*Passage given:*

The movie constantly cuts back and forth in time; initially we meet young Daqi, played by Huang Xiaoming (who kinda/sorta looks like a fresh faced Chow Yun-Fat, minus the charm, but it’s not his fault, cuz that’s pretty much an impossible task for any actor) who is wrongfully sent to death row. Thankfully his cellmate is Mao Zai, played by the always awesome Francis Ng, and the second of the three aforementioned godfathers. He not only busts Daqi out, but also provides him his first chance to kill a guy. Once back home, Daqi discovers that the girl of his dreams has left for Beijing while he was in slammer, so with no real reason to stick around, Daqi decides to finally pursue his dreams in Shanghai. There he becomes a street punk, and almost immediately rises up the ranks, eventually nabbing the attention of Hong Shouting, portrayed by the always amazing Sammo Hung. Who, aside from being the police captain, is also the criminal kingpin, plus the third and final big boss (back then, the people who upheld the law and broke them were often one and the same). Daqi and Hong eventually becomes bros, and eventually Mao enters the picture, with the three of them doing business together, like one big happy family. With his career in tip-top shape, Daqi decides to find the love of his life, and succeeds, but she totally freaks out when there’s an attempt on his life. It’s a bit understandable, being reunited with the man of your dreams after so many years, and then being a hostage less than ten minutes later. Thankfully Daqi already kinda/sorta had a gal pal anyway, and after getting rejected by girl #1, he decides to really give it a try with girl #2, who’s already head over heels for the dude to being with.

*Problem set:*
[A] Name every actor mentioned in the film summary.
[B] Carry on the film summary past its last sentence, in the same voice.
The material that comes next is separate from the film summary.

*Recorded information:*

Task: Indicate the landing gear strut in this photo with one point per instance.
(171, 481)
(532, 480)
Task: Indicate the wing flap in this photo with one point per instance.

*Outputs:*
[A] Huang Xiaoming, Chow Yun-Fat, Francis Ng, Sammo Hung

[B]
Many years pass and Shanghai couldn’t be healthier, until the bad guys rear their heads, which comes in the form of the Japanese Imperialist Army (naturally). Daqi discovers that there’s a local who has is a vital part of the Japanese’s initiatives, so it’s probably a good idea to kill though the dude, except his wife is Daqi’s childhood crush who all of sudden crashes the party. At this point, the constant back and forth in time is replaced by several love triangles all happening at once, involving Daqi, Daqi’s current flame, Daqi’s unrequited love, Hong’s wife, Hong’s concubine, Hong himself, and I believe Mao also. The Last Tycoon has pretty much every classic Hong Kong cinematic trope you can think of: bad guys acting good guys, the horror of seeing someone turn on his sworn brother, the joys of discovering that a turncoat is actually a good guy after all, guns that shoot an endless amount of bullets (except for one, to prove that the film is somewhat based in reality), plus Chow Yun-Fat killing like 500 people at once and not getting a single drop of blood on his all white suit. Sorry, but there’s no slow-mo shots of doves flying away I’m afraid. On one hand, even though it seems like a decent introduction to the genre to total newbies, I would have to recommend more classic fare like A Better Tomorrow or The Killer, but for veterans of the genre, who have seen both aforementioned movies a thousand times, even though you’ve been there/done that, it’s a fun throw back as previously stated. Sadly, it’s lone screening has just past (apologizes for not having my review ready in time), but I have a strong feeling that it’ll find distribution sooner than later.

Comrade Kim Goes Flying

Not only is Comrade Kim Goes Flying the first North Korean movie that the NYAFF has ever screened, it might also be one of the few North Korean movies to be shown in North America, period. Almost nothing is known about the country other than what the news, that VICE documentary, and Team America tells us. Though here’s a fun-fact: my mother was originally from North Korea. After the Korean War ended and the government took over the family business, herself along with all her siblings, led by their mother, all left Pyongyang to traverse the wilderness, to escape to the south. Long story short, everyone has no doubt heard that things in North Korea are both harsh and weird. But it all compares to the stuff I’ve been told, which is literally a million times worse and stranger that what’s been reported. Trust me on this. So with that in mind, I was especially eager to see a flick that supposedly had very little political agenda to push, but instead was all about girl power.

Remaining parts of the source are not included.